» **Written instruction**
Render every line of the items below as a numbered list, skipping any blank lines.

• • • • • • •

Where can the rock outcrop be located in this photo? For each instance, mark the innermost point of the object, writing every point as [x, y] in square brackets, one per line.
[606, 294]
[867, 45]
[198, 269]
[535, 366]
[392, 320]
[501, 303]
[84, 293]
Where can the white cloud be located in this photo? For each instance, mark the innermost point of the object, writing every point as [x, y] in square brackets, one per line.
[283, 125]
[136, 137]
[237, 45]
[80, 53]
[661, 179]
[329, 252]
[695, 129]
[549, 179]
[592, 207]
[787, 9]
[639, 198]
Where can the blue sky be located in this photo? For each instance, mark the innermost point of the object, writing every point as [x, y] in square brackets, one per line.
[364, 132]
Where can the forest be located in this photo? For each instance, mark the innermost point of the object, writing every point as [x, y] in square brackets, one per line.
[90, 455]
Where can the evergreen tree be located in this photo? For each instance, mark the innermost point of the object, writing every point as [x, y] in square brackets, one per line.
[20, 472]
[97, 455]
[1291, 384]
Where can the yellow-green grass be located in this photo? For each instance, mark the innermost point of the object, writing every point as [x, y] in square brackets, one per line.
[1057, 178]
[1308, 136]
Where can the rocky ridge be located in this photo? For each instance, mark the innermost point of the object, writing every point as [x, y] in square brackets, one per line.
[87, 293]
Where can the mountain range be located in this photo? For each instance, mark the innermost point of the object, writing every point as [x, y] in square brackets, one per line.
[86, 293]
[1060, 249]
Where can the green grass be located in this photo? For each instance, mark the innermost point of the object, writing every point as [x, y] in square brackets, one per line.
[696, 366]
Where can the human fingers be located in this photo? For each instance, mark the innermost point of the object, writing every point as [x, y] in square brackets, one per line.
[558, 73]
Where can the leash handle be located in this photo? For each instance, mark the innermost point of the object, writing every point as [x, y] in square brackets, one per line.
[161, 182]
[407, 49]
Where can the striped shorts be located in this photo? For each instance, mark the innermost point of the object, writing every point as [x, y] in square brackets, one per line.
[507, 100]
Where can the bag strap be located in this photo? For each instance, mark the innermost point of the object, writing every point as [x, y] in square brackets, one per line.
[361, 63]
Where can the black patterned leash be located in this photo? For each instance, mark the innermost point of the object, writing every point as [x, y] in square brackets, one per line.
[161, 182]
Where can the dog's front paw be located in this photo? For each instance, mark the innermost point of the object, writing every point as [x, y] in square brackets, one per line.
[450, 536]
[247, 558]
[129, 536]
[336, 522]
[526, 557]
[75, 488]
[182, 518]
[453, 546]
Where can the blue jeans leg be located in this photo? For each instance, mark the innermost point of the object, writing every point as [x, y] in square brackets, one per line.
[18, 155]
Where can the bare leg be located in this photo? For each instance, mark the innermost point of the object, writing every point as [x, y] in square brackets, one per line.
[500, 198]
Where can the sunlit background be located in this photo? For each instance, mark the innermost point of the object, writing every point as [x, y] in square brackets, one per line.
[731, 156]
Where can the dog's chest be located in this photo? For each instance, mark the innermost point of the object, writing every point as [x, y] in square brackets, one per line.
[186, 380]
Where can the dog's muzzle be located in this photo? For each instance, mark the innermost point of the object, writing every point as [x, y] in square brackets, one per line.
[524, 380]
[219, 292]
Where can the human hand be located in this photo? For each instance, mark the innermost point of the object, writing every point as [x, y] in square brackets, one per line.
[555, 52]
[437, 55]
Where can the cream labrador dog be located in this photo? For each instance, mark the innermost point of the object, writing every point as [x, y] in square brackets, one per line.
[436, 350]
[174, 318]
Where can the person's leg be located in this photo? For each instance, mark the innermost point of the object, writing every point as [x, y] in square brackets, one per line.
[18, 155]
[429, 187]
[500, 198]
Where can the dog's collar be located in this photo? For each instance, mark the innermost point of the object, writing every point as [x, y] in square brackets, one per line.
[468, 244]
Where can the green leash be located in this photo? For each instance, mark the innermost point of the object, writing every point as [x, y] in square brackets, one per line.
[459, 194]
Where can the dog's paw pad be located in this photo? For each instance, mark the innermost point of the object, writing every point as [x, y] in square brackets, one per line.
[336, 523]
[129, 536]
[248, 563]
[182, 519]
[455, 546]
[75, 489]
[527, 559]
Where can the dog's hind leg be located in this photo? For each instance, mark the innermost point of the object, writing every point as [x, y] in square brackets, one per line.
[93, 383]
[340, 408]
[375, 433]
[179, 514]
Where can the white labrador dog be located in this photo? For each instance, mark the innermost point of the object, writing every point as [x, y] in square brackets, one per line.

• • • • • • •

» **Written solution**
1. Where can the rock outcrop be located in this photo? For each instance, mark the innermost point of the object, writing every point as [x, y] in square brackets, one per line.
2. [606, 294]
3. [867, 45]
4. [198, 269]
5. [535, 366]
6. [392, 320]
7. [501, 303]
8. [84, 293]
9. Where can the white cloud be located in this photo? For each instance, mark the innermost point of the object, writing every point as [x, y] in square brackets, one per line.
10. [283, 125]
11. [136, 137]
12. [237, 45]
13. [80, 53]
14. [661, 179]
15. [329, 252]
16. [695, 129]
17. [549, 179]
18. [592, 207]
19. [787, 9]
20. [639, 198]
21. Where can the blue sky be located in this photo? For each instance, mark the innermost point of the object, writing every point as [x, y] in square brackets, one per line.
22. [364, 132]
23. Where can the forest be located in this photo? For each instance, mark the innermost point of the object, writing every point as [x, y] in square brackets, one per line.
24. [90, 455]
25. Where can the evergreen tree be located in this photo? For each instance, mark the innermost point of the object, writing every point as [x, y] in square brackets, one per line.
26. [20, 472]
27. [97, 455]
28. [1291, 384]
29. Where can the yellow-green grass be located in this photo? For each instance, mark the innermost point of the object, writing every point as [x, y] in square brackets, one per line.
30. [1057, 178]
31. [1308, 136]
32. Where can the rocky ridge be located in this photo? For each instance, mark the innermost point of the object, writing every point as [x, y] in square brackets, one per line.
33. [87, 293]
34. Where can the mountain range be located in this photo? For each instance, mark the innermost point of the object, writing every point as [x, y] in square brackets, one per line.
35. [86, 293]
36. [1060, 249]
37. Where can the green grass be located in this photo? For each instance, mark the innermost point of the object, writing every point as [x, y] in square brackets, one per line.
38. [696, 366]
39. Where can the human fingers be located in this photo? For each instance, mark the innermost point of the object, writing every point as [x, y] in square brackets, one per line.
40. [558, 73]
41. Where can the leash handle be located in this photo? For each instance, mark the innermost point of the object, writing every point as [x, y] in square brackets, one per line.
42. [161, 182]
43. [407, 49]
44. Where can the striped shorts be located in this photo? For each instance, mark the innermost point of the object, writing every point as [x, y] in square brackets, one per line.
45. [507, 100]
46. Where can the bag strap be located in this photo? For each instance, mark the innermost point of the object, writing every point as [x, y] in square brackets, one per line.
47. [361, 63]
48. Where can the black patterned leash be located in this photo? For each instance, mark the innermost point of the object, writing every point as [x, y] in square brackets, one per line.
49. [161, 182]
50. Where can the dog's front paw be located in this photo? For each instance, mark the innermost point of the object, writing every point as [x, y] in square brackets, one per line.
51. [450, 536]
52. [247, 558]
53. [129, 536]
54. [336, 522]
55. [526, 557]
56. [75, 488]
57. [182, 518]
58. [453, 546]
59. Where can the blue jeans leg be located in this photo? For each instance, mark the innermost point of the object, writing every point as [x, y] in square brackets, one per line.
60. [18, 155]
61. Where can the bare leg be located in this photo? For each instance, mark the innermost point of the object, writing every point as [x, y] in square brackets, one per line.
62. [500, 198]
63. Where can the sunlit background be located in this photo? For each instance, mark the innermost point of the object, writing every point as [x, y] in square brackets, one per line.
64. [731, 156]
65. Where can the dog's chest be located in this photo? For each instance, mark the innermost point of the object, writing every point as [x, y] in square brackets, one per line.
66. [186, 380]
67. Where can the dog's muzzle be located in this photo? For each instance, mark the innermost point of the object, writing every point as [x, y] in square brackets, one per line.
68. [524, 380]
69. [219, 292]
70. Where can the human hand be located in this photo? For each instance, mark the innermost point of the object, writing every point as [x, y] in square brackets, one per line.
71. [555, 52]
72. [437, 55]
73. Where can the cream labrador dog be located in this photo? For each instance, mark the innermost point of the object, writing every point as [x, y] in square brackets, one per line.
74. [436, 350]
75. [174, 318]
76. Where can the person's leg be located in this photo? For each instance, mark the innermost point of the object, writing every point as [x, y] in square brackets, one per line.
77. [18, 155]
78. [429, 187]
79. [500, 198]
80. Where can the dog's collar be located in this photo? For each instance, mark the innermost point of the object, writing every point as [x, y] in square brackets, one per line.
81. [468, 244]
82. Where can the green leash be located in this photo? For each instance, mark the innermost point of the object, writing every point as [x, y] in square brackets, one per line.
83. [459, 194]
84. Where can the dog's paw pad be located in this photo? For each instance, mark the innermost point of the object, writing every point as [x, y] in square brackets, one per line.
85. [336, 523]
86. [129, 536]
87. [248, 563]
88. [182, 519]
89. [455, 546]
90. [75, 489]
91. [527, 559]
92. Where can the dog's hind leg be located in this photo? For each instance, mark the innermost point of the object, writing every point as [x, y] in square brackets, one per line.
93. [93, 383]
94. [340, 408]
95. [375, 433]
96. [179, 514]
97. Where can the white labrador dog be located in this photo? For each instance, mark the innermost point of the object, writing every point as [x, y] in square brackets, one per line.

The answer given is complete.